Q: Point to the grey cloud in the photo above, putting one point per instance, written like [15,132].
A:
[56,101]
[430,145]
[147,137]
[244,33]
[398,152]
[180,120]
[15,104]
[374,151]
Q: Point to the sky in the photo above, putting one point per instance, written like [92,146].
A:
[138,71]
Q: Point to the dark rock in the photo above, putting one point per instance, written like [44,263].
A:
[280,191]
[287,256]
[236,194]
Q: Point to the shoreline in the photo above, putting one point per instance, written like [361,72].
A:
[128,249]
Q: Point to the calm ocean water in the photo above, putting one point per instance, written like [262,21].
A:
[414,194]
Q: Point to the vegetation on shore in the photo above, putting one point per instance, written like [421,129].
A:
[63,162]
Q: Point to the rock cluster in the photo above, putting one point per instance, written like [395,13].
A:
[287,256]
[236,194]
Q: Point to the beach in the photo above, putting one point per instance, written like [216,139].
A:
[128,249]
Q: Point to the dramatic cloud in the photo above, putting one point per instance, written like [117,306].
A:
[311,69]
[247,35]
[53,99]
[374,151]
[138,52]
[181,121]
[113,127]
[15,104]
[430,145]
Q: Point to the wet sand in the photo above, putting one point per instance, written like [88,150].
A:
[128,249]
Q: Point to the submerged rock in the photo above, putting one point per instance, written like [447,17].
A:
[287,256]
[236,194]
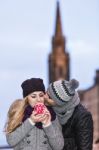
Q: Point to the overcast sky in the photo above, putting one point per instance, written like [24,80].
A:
[26,29]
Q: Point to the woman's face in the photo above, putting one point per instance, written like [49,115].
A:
[35,97]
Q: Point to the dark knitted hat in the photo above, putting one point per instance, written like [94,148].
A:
[62,90]
[32,85]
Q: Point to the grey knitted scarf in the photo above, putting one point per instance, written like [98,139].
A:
[65,111]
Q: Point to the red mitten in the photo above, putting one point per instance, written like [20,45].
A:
[39,108]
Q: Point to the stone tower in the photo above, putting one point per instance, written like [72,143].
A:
[58,58]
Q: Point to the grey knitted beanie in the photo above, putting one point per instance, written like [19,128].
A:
[62,90]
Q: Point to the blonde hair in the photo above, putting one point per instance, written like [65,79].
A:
[15,114]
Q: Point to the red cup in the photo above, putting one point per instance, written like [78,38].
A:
[39,108]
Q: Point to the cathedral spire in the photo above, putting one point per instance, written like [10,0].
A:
[58,29]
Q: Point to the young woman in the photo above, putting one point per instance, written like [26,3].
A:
[28,130]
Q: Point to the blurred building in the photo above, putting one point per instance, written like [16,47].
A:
[59,68]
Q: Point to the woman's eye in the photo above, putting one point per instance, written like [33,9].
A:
[41,95]
[33,96]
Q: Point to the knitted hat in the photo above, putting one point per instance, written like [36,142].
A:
[62,90]
[32,85]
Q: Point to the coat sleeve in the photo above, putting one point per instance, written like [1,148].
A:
[19,133]
[54,135]
[84,132]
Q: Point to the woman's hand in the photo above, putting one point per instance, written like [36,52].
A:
[48,100]
[45,117]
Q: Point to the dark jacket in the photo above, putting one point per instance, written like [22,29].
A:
[78,131]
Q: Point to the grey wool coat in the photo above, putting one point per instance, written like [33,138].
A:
[29,137]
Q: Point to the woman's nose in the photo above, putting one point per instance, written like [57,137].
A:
[38,99]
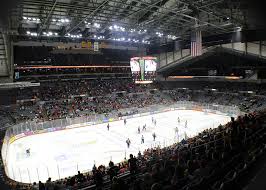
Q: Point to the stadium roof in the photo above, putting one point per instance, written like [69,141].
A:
[122,20]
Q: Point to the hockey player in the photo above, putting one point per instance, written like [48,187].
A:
[138,130]
[28,152]
[144,127]
[142,139]
[154,136]
[176,130]
[128,142]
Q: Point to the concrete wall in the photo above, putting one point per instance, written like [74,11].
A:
[253,48]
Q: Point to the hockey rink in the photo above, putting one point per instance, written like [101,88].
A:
[63,153]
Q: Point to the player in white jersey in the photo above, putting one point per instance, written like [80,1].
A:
[28,152]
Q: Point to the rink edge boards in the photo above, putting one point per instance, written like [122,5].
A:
[80,125]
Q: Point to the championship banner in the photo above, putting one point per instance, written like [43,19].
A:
[84,44]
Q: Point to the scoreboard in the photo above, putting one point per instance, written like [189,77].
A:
[143,69]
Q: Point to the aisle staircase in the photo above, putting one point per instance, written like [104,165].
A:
[4,70]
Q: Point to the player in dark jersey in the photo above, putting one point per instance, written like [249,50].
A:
[128,142]
[154,136]
[138,130]
[142,139]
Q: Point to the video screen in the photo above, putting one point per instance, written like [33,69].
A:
[143,69]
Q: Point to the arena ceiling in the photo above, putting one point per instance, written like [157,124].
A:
[125,20]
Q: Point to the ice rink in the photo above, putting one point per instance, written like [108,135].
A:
[62,153]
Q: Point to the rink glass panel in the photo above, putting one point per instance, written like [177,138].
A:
[34,127]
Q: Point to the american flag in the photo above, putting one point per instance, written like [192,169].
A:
[196,43]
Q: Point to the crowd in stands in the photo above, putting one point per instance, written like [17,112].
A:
[214,158]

========================================

Required action:
What you return should be the full listing, unchanged, minus the pictures.

Answer space:
Q: Point to the grey cloud in the photo above, putting one point per instance, written like [15,132].
A:
[56,101]
[430,145]
[147,137]
[244,33]
[398,152]
[180,120]
[15,104]
[374,151]
Q: Point to the sky in the photo above, putting one point per instance, written like [92,146].
A:
[138,71]
Q: Point to the dark rock in the photo above, putting one point per instance, written like [44,263].
A:
[280,191]
[287,256]
[236,194]
Q: Point to the shoreline in the photo above, putting one point per instance, written like [361,72].
A:
[128,249]
Q: Point to the calm ocean water in the photo above, putting one point per instance, written like [262,21].
A:
[414,194]
Q: Point to the vegetation on shore in the photo above, putting one point per instance, written like [421,129].
A:
[63,162]
Q: Point to the rock cluster in the photo above, putting one point per instance, written like [395,13].
A:
[287,256]
[236,194]
Q: Point to the beach in the photo above, putting one point per instance, written like [216,139].
A:
[128,249]
Q: Point to the dramatic cloud in the photo above, putting one point per instance, written like [117,306].
A:
[311,69]
[247,35]
[53,99]
[374,151]
[138,52]
[181,121]
[113,127]
[15,104]
[430,145]
Q: Point to the wet sand in the photo above, putting one point per instance, written like [88,150].
A:
[128,249]
Q: Point to the submerged rock in the photo above, putting one point per instance, written like [447,17].
A:
[287,256]
[236,194]
Q: Point to the overcast sky in the photo above, putting one point per instance, written like [24,80].
A:
[26,29]
Q: Point to the woman's face in the photo above, putting one point per instance, written like [49,115].
A:
[35,97]
Q: Point to the dark knitted hat in the photo above, putting one point per instance, written like [94,148].
A:
[62,90]
[32,85]
Q: Point to the grey knitted scarf in the photo above, putting one point per instance, written like [98,139].
A:
[65,111]
Q: Point to the red mitten in the photo above, putting one point per instance, written like [20,45].
A:
[39,108]
Q: Point to the stone tower in the photo above, putting one point per instance, written like [72,143].
A:
[58,58]
Q: Point to the grey knitted beanie in the photo above, putting one point per instance, written like [19,128].
A:
[62,90]
Q: Point to the blonde hair in the photo above, putting one point per instance, written like [65,79].
A:
[15,114]
Q: Point to the red cup in the photo above, putting one point per instance, written like [78,38].
A:
[39,108]
Q: Point to the cathedral spire in the photo above, putting one point per instance, written like [10,0].
A:
[58,29]
Q: Point to the young woman in the photo above, putting one point per instance, written like [26,3].
A:
[28,130]
Q: Point to the blurred building in the photo above, putting one point per instance, written like [16,47].
A:
[59,68]
Q: Point to the woman's eye in the photo above, putting one point per instance, written like [33,9].
A:
[41,95]
[33,96]
Q: Point to the knitted hat in the photo above, putting one point per instance, written like [36,142].
A:
[62,90]
[32,85]
Q: Point to the coat sleeve in the photo above, putting one point per instance, written like [1,148].
A:
[19,133]
[54,135]
[84,132]
Q: Point to the woman's hand in the photo above, putting one point per instance, written like [36,52].
A:
[48,100]
[45,117]
Q: Point to the dark jacket in the photo above, putting one point per instance, written like [22,29].
A:
[78,131]
Q: Point to the grey wool coat in the photo above, putting one point per instance, written like [33,138].
A:
[29,137]
Q: Point to the woman's nose in the photo above, putting one point per instance, written like [57,137].
A:
[38,99]
Q: Point to the stadium roof in the photo above, putting one point per instance, written like [69,141].
A:
[122,20]
Q: Point to the hockey player in the photo above, putting one point per instance, written like [48,187].
A:
[138,130]
[28,152]
[144,127]
[142,139]
[154,136]
[176,130]
[128,142]
Q: Point to the concrete wall in the photo above, putting one point per instance, written like [74,11].
A:
[253,48]
Q: Point to the hockey rink in the photo above, putting one point per instance, written like [101,88].
A:
[63,153]
Q: Point to the player in white jersey in the photo above, putting one point per instance, written like [80,1].
A:
[28,152]
Q: Point to the rink edge boards in the photo above, putting one point per instance, written like [122,5].
A:
[80,125]
Q: Point to the championship banner in the photo above, putting one point per instance, written like [43,19].
A:
[84,44]
Q: Point to the scoreboard in the photo above, putting one point per instance, written like [189,77].
A:
[143,69]
Q: Point to the aisle staircase in the photo above, putting one point per instance, written like [104,165].
A:
[4,70]
Q: Point to the player in dark jersey in the photo above, putting one point per instance, written like [249,50].
A:
[128,142]
[154,136]
[138,130]
[142,139]
Q: Point to the video screen in the photo above, putting one point per instance, written like [33,69].
A:
[143,69]
Q: Point to the arena ceiling in the photo above, putting one point per instance, written like [157,124].
A:
[125,20]
Q: Point to the ice rink in the photo above, putting one point per instance, written like [108,135].
A:
[62,153]
Q: Point to the rink glass panel in the photo above, putting one point per instance, written like [177,138].
A:
[34,127]
Q: Point to the american flag in the photo above, putting one point per instance, written like [192,169].
A:
[196,43]
Q: Point to the crowd in stands in the photo above, putting one point per instance, written like [17,112].
A:
[214,158]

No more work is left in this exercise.